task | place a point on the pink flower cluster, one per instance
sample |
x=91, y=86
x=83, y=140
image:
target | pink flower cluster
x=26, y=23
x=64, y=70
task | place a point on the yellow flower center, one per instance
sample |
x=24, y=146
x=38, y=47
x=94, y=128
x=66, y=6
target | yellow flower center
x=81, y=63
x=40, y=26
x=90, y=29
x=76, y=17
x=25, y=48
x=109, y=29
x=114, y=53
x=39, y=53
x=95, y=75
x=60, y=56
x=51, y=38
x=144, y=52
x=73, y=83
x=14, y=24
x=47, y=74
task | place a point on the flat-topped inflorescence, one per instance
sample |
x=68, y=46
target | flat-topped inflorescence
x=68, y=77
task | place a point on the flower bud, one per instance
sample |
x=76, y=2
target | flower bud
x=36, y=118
--
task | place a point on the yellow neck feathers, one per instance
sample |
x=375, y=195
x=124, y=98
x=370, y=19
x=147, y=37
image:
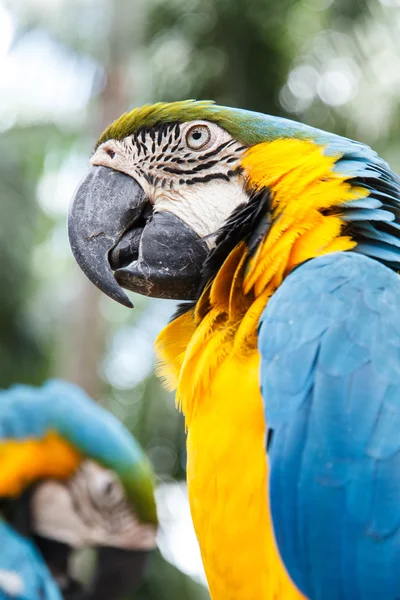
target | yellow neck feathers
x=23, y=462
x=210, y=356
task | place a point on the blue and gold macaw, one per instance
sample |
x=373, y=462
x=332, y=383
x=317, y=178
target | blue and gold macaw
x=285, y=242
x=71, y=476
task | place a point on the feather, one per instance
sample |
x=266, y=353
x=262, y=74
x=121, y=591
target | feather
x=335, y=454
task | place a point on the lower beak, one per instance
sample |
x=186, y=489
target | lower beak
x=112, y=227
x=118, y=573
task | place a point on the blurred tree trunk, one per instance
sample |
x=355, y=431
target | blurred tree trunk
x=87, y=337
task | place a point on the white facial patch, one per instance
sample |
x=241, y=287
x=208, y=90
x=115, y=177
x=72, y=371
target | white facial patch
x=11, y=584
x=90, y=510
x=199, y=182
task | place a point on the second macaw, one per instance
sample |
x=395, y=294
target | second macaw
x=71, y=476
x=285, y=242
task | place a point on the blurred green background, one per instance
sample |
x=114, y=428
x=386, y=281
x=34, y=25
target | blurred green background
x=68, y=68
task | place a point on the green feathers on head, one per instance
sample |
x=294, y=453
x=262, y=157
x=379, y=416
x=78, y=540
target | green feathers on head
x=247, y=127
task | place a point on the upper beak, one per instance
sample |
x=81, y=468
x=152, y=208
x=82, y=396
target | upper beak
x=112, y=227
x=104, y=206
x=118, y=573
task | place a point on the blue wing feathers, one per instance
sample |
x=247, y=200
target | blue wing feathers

_Exercise instructions_
Return every line of the records that contains the word "inflorescence".

_Solution to the exercise_
task | place a point on the flat-topped inflorescence, one per instance
target | flat-topped inflorescence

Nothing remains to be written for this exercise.